永远的行走:徒步滇缅公路-

这篇报道发自学者保罗·萨洛佩科沿人类祖先足迹穿越世界的徒步,旅程会持续多年,共三万三千七百九十六公里。

在中国西南部,战士的英灵仍铸就着二战时期的工程伟绩。

永远的行走:徒步滇缅公路

云南省腾冲国殇墓园内矗立着数千名中国阵亡将士墓碑

摄影:PAUL SALOPEK


撰文:Paul Salopek

地点:中国云南腾冲

这是一条由战争造就的公路。

它始于缅甸北部,线缆般弯曲延伸至中国边境起伏的山林之中,随后延展至腾冲,一座曾被美国轰炸机炸平的贸易重镇。

在腾冲附近,它绕过了一家因新冠疫情歇业的麦当劳,继续向前,穿过遍布瓦顶的小村庄,那里的农民在柏油路沿晾晒玉米。公路向右转,绕过高耸的亚热带山脉,其中设立了自然保护区,最终消失在退休老师许本帧种植的一片布满波纹纹路的棕榈树丛。

许老师已经一百岁了。

83年前,许本帧17岁时,他被招募至一个由20万名中国工人组成的军团中,工具基本上只有铁锹和藤篮,却帮助拯救了二战中的中国——因为他们日夜兼程修建的正是著名的滇缅公路。

那是1938年,日本侵华军队封锁了中国的所有海港,这个被围困的国家迫切需要一条新的后方物资补给路线谋求生路。来自当地村庄的男人、女人和孩子们每周七天拼命工作。

----------

# 任务要求:
[1] 判断下列三项说法是否与滇缅公路一文相符,逐项回答"是"或"否",并原样引用文中起决定作用的语句:(a) 许本帧被招募修路时17岁;(b) 腾冲曾被日本轰炸机炸平;(c) 修建滇缅公路的工人军团由20万名中国工人组成。
[2] 从滇缅公路一文的最后一句之后接着往下写。

----------

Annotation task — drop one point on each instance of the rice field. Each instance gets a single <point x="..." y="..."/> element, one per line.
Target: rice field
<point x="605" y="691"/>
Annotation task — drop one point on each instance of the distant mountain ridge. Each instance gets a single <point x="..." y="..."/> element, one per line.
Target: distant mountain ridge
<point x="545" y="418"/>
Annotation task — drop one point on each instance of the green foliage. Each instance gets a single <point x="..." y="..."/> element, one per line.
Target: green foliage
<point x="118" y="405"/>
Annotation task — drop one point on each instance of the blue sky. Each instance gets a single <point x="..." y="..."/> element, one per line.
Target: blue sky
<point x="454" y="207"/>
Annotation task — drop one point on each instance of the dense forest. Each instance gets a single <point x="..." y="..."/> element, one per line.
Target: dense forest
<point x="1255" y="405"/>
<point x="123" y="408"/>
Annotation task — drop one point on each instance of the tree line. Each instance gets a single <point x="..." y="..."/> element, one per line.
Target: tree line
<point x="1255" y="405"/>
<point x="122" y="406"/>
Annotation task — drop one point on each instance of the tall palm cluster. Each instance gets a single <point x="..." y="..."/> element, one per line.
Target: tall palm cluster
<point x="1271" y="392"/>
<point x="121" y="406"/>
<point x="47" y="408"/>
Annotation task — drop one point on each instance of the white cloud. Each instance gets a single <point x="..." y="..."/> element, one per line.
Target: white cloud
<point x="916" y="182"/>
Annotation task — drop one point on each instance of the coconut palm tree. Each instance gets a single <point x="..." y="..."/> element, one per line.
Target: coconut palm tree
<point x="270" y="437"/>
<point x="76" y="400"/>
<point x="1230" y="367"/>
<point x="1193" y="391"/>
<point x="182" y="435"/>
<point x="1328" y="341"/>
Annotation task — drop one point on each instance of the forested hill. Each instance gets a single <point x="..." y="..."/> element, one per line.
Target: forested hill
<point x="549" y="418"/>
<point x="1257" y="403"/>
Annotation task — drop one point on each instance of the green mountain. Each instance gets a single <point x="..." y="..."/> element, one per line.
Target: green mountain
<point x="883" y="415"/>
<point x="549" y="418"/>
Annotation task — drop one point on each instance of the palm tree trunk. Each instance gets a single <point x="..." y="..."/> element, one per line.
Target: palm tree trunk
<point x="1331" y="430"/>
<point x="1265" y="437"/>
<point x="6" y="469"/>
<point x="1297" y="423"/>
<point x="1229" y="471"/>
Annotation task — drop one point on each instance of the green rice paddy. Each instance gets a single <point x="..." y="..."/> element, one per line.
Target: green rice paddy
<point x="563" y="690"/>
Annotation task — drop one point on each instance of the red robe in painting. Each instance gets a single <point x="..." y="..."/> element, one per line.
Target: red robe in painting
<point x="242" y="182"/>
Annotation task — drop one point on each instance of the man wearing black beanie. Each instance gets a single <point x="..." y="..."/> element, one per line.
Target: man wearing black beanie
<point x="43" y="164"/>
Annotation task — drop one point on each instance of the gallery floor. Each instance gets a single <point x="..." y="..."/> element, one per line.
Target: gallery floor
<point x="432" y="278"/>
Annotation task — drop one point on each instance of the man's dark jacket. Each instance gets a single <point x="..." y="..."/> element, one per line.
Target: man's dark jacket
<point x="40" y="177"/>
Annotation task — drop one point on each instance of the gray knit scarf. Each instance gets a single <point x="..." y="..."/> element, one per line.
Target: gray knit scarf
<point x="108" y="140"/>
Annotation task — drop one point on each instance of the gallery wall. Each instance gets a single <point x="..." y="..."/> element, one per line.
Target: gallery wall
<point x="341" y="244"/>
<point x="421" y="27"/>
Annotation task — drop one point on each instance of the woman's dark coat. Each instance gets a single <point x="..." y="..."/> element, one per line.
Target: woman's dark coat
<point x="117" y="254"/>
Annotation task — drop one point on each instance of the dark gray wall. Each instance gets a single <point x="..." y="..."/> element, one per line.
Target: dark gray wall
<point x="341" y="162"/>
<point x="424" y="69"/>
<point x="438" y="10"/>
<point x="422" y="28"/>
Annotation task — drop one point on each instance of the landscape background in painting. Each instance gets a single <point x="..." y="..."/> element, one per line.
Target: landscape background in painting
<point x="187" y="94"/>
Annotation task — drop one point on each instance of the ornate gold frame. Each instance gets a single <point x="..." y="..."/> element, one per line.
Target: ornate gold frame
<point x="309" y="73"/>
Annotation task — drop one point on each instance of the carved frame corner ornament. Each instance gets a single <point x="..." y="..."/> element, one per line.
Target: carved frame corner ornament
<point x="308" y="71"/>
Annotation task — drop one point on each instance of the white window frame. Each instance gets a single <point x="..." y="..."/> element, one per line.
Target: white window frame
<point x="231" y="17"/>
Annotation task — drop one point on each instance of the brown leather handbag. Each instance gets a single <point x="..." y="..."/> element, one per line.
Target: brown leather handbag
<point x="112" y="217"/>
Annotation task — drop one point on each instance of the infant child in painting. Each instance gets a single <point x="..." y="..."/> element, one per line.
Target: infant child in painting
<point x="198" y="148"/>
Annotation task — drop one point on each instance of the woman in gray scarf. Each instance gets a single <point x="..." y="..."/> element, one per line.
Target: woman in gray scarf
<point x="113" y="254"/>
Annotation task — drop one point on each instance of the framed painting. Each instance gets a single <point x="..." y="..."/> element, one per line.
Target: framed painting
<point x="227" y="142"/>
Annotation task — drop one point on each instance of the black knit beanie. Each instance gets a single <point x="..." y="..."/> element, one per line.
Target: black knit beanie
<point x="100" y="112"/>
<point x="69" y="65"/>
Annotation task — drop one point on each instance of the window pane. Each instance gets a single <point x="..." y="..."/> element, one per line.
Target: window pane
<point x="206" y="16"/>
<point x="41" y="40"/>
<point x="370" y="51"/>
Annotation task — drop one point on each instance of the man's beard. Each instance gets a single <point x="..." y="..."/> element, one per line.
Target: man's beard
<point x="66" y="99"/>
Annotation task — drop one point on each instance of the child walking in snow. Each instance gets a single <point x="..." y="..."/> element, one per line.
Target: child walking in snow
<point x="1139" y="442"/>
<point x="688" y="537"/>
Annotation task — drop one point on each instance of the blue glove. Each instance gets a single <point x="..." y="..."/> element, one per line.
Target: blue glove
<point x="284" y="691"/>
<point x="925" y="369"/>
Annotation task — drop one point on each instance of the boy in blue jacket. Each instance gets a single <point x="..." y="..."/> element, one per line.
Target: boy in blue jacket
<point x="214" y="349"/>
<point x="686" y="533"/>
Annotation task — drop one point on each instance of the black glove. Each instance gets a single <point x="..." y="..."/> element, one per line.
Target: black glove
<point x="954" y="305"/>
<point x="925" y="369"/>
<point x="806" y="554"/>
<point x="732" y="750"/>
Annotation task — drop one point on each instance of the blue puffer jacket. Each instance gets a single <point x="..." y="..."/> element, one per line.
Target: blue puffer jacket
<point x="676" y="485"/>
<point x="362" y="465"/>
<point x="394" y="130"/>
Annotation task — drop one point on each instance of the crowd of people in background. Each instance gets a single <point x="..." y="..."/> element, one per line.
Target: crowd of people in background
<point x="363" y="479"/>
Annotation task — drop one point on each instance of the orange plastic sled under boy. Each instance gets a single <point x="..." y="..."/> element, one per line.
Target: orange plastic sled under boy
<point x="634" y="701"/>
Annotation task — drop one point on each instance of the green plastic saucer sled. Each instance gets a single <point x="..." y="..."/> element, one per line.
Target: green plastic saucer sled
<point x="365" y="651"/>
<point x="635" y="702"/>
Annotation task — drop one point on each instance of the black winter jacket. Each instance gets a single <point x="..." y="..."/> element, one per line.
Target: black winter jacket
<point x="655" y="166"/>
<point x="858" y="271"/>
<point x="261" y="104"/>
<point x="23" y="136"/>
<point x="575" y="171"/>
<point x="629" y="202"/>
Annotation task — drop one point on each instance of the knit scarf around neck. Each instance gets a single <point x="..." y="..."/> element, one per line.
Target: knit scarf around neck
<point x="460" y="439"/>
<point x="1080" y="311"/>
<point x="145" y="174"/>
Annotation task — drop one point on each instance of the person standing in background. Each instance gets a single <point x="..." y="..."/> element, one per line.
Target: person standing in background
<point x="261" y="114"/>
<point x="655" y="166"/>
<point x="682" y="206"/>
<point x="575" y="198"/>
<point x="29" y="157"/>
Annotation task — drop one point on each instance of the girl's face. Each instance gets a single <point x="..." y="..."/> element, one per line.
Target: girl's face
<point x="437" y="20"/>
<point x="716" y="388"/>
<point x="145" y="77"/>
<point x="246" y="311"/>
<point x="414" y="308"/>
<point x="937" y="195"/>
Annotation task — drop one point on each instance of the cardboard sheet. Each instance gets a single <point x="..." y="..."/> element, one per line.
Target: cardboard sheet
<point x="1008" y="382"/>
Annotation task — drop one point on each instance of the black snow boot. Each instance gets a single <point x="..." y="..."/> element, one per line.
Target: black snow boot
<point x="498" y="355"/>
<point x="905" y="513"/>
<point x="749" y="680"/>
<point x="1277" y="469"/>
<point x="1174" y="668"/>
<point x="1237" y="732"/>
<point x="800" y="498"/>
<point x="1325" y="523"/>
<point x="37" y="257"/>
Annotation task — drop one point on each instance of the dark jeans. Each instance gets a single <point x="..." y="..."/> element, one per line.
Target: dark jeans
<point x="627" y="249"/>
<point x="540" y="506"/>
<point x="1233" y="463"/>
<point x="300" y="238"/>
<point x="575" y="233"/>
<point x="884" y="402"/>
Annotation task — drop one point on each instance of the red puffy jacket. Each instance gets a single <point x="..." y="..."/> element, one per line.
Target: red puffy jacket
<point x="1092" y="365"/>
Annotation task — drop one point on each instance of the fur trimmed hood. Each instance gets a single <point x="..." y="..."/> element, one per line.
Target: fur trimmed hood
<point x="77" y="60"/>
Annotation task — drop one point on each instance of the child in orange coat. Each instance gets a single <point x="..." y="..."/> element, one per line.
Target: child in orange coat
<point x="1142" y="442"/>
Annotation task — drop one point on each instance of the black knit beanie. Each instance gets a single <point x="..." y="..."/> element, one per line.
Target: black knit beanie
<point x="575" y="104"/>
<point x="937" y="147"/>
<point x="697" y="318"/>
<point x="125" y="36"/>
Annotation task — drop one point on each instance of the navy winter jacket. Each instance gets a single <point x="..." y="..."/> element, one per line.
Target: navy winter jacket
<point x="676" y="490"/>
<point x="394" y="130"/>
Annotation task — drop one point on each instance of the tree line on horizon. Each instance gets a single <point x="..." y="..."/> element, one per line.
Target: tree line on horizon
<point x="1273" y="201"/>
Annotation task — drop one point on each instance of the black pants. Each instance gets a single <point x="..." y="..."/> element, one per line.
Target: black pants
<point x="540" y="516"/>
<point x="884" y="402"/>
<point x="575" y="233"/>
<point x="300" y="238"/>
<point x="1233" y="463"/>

----------

# 逐题答案:
[1]
(a) 是。"许本帧17岁时,他被招募至一个由20万名中国工人组成的军团中"
(b) 否。"一座曾被美国轰炸机炸平的贸易重镇"
(c) 是。"他被招募至一个由20万名中国工人组成的军团中"

[2]
在当时这个地球上雨水最多、疟疾最严重、地形最复杂的地区之一,他们开辟出一条717英里的卡车公路,通过英国统治下的缅甸把美国的军火、食物和药品运输进来。大约2300名筑路工人为此丧生。

永远的行走:徒步滇缅公路

许本帧在孙女李爱萍(音)的帮助下讲述他的故事

摄影:Paul Salopek

在谈到为中国抗战所做的艰苦贡献时,许本帧说:“我和其他的农村男孩一样,没什么特别的。”他是一个儒雅的人,常常微笑,就像一些听力受损的人有时会微笑一样。他用水汪汪的眼睛盯着自己布满皱纹的双手。“当时很困难。”他最后终于说。

我徒步穿行于世界各地。

在过去的九年里,我用脚步丈量埃塞俄比亚的骆驼小道、沙特阿拉伯的朝圣之路和印度的高速公路,作为“永远的行走”这个全球“慢叙事”项目的一部分。我希望追溯史前人类的首次全球性迁徙。

历史是我的向导。然而,在中国云南见到许本帧时,我就像在徒步于罗马街道,面对面遇到了一位真正的罗马军团的百夫长。我和这位年迈的师者谈起今已淡出记忆、成为传说的血腥冲突,询问他从中得到了哪些教训。

“只有掌控力量才能守卫和平”,许本帧重复着那句老话。

他坐在村中的院子里,向孙女挥了挥他那苍老的百年老手,这是说要上茶。然后他自豪地给我看一支钢笔,是多年前两名来访的美国空军军官赠送给他的,作为二战期间中美友谊的纪念品。

永远的行走:徒步滇缅公路

腾冲国殇墓园内的一座青铜雕塑

为了纪念二战期间帮助修建滇缅公路的当地人民

摄影:Paul Salopek


一些历史学家将滇缅公路(Burma Road)视作第二次世界大战中最伟大的工程壮举。

但公路不止一条。 其中一条公路完全属于中国,是从汗水中炼出来的一条路。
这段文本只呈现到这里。